Problem to work on :: Set down, word for word, every line of the listing below, starting with the one that contains "Exercise. Spot the marching" and ending with the final line. Include nothing else.

··· Records for this task ···

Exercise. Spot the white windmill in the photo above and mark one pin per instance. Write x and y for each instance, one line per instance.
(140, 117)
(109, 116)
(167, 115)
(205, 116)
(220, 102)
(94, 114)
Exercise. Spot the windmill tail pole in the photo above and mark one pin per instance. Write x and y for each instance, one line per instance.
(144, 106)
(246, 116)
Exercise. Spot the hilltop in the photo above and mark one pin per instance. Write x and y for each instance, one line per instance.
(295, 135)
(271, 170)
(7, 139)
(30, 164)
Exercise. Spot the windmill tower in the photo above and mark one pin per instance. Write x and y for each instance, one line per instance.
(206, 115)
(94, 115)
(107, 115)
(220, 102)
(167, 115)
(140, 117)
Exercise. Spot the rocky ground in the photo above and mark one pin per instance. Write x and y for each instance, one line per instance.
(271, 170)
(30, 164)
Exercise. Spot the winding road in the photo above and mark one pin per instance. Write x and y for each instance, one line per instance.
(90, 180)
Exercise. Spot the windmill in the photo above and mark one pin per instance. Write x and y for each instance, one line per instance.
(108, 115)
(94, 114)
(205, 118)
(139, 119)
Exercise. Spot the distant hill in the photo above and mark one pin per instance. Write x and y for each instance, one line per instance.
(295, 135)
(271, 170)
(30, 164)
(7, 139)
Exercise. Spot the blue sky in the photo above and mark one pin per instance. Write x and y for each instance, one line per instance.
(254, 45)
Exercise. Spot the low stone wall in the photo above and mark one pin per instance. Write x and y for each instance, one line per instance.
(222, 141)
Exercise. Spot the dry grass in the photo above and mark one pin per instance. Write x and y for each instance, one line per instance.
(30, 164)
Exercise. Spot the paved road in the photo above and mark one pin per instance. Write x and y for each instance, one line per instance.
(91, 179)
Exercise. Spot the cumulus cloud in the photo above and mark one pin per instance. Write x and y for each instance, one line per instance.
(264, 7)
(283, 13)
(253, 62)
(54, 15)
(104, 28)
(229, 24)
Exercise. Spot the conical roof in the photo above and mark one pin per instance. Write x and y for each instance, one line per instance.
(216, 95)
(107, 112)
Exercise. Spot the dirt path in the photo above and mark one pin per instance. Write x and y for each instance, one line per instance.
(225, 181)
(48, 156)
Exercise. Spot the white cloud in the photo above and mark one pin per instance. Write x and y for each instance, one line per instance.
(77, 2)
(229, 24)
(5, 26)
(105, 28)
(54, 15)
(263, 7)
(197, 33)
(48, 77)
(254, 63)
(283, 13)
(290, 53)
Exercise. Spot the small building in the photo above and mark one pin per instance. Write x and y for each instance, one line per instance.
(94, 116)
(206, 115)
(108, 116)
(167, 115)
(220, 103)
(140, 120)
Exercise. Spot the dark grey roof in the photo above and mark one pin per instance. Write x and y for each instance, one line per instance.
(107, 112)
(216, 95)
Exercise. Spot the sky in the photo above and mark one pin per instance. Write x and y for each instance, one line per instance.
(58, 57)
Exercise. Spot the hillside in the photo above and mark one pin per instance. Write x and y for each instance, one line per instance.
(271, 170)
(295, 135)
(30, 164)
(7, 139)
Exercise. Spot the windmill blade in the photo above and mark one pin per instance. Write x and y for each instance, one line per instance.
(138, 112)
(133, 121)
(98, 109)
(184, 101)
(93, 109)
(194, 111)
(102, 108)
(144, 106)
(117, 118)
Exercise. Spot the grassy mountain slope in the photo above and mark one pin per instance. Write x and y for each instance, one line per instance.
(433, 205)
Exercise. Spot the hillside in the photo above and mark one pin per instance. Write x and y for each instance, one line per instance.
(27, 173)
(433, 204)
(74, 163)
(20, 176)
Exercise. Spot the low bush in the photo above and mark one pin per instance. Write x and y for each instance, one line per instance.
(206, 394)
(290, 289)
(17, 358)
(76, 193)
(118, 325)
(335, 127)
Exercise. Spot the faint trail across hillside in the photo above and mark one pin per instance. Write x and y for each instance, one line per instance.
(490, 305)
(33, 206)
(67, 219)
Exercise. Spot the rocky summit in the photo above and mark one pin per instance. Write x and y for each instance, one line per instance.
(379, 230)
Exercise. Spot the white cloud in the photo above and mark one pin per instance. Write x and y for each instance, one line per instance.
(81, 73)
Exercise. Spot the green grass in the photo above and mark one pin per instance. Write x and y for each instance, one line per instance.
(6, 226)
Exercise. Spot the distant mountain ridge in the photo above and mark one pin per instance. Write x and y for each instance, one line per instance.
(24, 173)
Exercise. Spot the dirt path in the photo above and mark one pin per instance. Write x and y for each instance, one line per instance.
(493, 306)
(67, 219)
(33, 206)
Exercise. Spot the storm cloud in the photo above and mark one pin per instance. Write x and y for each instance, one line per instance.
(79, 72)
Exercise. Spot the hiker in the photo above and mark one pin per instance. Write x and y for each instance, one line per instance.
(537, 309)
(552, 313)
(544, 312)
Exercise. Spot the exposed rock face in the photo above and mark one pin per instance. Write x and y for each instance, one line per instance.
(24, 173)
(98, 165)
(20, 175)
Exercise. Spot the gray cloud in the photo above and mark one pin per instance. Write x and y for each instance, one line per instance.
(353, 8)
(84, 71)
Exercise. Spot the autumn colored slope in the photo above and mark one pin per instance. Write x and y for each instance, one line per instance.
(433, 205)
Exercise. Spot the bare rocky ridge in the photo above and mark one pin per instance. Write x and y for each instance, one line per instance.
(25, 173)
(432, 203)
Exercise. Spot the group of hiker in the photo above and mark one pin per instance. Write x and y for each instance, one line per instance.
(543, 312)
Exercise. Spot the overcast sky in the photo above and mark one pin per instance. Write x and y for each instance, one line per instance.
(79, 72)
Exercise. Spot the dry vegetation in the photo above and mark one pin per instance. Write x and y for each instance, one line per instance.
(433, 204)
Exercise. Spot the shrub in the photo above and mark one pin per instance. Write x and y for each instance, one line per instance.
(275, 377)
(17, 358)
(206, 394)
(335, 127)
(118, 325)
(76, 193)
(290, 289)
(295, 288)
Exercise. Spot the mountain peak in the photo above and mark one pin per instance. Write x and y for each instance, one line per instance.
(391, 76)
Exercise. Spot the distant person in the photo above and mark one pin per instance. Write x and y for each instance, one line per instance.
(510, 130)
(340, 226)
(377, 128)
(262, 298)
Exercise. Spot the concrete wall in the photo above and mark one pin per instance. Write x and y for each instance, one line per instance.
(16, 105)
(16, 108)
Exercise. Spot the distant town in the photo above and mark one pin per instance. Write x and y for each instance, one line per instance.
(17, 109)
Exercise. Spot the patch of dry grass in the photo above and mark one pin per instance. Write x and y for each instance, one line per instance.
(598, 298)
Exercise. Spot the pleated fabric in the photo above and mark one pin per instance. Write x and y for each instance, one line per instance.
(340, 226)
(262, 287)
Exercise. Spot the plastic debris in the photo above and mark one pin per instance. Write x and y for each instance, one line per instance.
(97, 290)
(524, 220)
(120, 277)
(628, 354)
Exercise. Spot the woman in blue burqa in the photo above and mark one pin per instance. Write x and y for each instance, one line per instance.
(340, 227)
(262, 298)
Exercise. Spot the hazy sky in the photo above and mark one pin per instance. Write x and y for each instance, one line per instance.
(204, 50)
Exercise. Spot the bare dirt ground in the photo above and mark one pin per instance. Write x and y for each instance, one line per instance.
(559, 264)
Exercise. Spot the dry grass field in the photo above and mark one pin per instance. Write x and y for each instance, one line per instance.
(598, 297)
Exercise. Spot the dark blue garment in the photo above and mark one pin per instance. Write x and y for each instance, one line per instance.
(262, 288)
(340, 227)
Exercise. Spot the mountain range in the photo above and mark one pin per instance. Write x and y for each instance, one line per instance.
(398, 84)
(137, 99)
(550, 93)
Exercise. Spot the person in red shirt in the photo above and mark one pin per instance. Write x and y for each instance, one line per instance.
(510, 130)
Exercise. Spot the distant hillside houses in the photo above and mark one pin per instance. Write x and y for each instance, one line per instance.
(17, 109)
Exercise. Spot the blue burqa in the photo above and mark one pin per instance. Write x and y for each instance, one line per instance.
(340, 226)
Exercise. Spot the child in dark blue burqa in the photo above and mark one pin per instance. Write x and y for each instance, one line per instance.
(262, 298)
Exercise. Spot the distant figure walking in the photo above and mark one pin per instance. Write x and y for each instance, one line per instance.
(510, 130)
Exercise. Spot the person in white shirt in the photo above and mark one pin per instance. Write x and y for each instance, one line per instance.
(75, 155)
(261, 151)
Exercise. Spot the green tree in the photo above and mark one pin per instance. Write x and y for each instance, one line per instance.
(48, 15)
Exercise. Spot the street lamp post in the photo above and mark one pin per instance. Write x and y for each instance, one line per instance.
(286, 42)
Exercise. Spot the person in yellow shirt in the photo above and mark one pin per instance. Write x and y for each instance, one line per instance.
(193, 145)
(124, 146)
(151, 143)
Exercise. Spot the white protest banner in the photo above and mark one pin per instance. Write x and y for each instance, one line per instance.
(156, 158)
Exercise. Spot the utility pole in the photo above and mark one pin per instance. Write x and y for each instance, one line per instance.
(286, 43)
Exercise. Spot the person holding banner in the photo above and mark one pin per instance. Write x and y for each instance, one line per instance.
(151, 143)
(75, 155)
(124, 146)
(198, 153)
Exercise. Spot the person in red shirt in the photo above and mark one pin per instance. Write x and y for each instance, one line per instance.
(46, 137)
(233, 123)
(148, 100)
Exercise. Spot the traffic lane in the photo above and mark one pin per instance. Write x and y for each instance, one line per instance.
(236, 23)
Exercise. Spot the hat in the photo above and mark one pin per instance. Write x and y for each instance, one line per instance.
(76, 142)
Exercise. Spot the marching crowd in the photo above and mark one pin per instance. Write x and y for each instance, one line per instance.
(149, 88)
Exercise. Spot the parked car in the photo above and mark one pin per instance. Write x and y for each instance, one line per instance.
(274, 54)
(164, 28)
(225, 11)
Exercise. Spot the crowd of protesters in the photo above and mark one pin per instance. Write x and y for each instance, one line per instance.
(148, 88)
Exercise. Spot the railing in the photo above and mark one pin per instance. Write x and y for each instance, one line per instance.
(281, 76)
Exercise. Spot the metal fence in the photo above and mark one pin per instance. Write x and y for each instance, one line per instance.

···

Written response ::
Exercise. Spot the marching crowd in the photo above and mark one pin per instance. Write x and y for each instance, one line per instance.
(149, 88)
Exercise. Spot the parked car in the photo above and mark one pin per instance. Write x and y for each instance, one line per instance.
(274, 54)
(164, 28)
(225, 11)
Exercise. Spot the crowd of protesters in the photo above and mark one pin per instance. Write x and y for each instance, one line per instance.
(148, 88)
Exercise. Spot the railing in the photo above and mark one pin per instance. Write x and y for each instance, one line per instance.
(281, 76)
Exercise. Spot the metal fence in the photo above and mark one pin per instance. Write x and y for each instance, one line per instance.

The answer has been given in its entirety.